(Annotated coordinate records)
==================================================
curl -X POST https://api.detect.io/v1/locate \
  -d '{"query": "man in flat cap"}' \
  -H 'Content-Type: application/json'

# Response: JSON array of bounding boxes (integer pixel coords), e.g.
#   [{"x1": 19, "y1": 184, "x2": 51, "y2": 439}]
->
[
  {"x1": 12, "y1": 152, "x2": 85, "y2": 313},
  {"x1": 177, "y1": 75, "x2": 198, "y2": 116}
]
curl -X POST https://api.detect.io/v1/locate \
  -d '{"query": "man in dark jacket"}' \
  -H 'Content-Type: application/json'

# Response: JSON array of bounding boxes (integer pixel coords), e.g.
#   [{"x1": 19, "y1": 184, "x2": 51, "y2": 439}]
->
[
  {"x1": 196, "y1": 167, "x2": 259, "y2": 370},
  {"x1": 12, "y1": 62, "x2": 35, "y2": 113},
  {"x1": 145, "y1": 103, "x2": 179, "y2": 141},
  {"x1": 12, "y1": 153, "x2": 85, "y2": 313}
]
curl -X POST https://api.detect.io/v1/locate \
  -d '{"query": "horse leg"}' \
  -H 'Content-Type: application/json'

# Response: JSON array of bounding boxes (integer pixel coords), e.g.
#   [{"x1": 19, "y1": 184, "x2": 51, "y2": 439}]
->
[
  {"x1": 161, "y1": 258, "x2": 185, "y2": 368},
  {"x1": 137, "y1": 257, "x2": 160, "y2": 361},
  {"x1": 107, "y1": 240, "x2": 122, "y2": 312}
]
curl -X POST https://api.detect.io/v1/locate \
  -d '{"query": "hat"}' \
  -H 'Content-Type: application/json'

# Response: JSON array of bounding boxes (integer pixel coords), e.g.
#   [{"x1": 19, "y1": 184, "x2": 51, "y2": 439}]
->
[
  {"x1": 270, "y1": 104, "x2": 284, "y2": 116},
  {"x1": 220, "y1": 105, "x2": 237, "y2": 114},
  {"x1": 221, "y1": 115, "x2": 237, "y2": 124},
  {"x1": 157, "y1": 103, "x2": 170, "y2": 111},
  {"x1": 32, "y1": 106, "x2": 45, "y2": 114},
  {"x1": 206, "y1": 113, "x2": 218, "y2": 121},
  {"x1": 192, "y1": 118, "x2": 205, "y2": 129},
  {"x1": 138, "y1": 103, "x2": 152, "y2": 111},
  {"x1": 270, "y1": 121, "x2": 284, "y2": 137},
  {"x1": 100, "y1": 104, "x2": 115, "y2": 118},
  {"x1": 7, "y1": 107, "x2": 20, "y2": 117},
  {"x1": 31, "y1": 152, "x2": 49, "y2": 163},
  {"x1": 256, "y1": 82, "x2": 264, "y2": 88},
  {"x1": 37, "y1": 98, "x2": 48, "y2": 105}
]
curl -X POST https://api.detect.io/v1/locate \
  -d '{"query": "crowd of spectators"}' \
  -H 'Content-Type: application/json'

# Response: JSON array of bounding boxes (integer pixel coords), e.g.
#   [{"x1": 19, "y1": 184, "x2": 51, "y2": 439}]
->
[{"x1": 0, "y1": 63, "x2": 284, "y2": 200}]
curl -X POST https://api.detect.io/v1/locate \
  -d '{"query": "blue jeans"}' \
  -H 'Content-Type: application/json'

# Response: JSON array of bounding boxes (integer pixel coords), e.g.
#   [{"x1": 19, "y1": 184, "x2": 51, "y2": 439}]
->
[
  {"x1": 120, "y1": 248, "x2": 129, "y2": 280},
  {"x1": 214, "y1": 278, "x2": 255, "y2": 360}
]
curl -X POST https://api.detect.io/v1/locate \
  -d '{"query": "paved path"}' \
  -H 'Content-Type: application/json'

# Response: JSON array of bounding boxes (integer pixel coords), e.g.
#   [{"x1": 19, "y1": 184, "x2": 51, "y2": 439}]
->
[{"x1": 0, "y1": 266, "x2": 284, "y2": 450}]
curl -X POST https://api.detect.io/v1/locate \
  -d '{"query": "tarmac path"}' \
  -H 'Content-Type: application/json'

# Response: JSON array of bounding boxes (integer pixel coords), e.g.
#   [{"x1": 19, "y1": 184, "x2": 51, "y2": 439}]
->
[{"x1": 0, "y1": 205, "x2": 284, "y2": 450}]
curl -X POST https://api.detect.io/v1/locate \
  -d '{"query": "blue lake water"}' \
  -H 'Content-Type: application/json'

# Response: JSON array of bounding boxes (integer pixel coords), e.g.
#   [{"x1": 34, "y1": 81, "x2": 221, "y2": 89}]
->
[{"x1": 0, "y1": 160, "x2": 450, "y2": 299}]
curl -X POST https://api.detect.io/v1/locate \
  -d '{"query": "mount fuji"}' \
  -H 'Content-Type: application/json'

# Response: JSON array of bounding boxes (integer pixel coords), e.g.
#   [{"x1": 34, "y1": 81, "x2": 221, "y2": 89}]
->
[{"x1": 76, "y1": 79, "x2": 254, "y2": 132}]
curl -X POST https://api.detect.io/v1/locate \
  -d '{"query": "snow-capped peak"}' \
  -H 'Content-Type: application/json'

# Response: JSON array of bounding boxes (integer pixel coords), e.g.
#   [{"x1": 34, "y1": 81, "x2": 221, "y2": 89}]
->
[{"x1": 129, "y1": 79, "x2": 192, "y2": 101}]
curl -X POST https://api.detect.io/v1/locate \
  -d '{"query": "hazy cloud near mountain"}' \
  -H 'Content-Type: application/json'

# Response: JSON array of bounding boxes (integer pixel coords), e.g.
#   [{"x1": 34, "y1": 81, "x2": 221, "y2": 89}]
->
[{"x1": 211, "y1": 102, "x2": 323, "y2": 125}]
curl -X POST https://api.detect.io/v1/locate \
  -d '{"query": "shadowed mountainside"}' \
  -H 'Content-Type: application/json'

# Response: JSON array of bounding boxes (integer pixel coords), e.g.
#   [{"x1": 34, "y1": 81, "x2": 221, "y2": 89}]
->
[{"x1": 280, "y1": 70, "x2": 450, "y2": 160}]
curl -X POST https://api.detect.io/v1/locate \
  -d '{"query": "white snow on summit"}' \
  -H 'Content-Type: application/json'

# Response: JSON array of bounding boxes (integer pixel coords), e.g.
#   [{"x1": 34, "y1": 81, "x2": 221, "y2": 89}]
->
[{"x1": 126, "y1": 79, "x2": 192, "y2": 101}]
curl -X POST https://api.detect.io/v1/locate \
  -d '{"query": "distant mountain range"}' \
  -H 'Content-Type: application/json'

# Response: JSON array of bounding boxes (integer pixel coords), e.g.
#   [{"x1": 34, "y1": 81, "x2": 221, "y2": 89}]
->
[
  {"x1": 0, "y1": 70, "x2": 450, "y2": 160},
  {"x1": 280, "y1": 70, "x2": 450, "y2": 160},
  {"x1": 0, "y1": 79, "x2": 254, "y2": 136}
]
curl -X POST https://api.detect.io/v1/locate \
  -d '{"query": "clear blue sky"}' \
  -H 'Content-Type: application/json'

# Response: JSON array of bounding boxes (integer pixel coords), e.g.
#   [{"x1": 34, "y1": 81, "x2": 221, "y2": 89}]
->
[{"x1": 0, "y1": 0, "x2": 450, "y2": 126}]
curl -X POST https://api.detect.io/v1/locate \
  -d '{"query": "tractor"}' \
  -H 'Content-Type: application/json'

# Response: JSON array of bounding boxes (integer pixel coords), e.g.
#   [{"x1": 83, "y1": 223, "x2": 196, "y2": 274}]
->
==================================================
## WHAT IS ASKED
Report every line in the listing above that contains the string "snow", copying each such line in full.

## ANSWER FOR THE TASK
  -d '{"query": "snow-capped peak"}' \
  -d '{"query": "white snow on summit"}' \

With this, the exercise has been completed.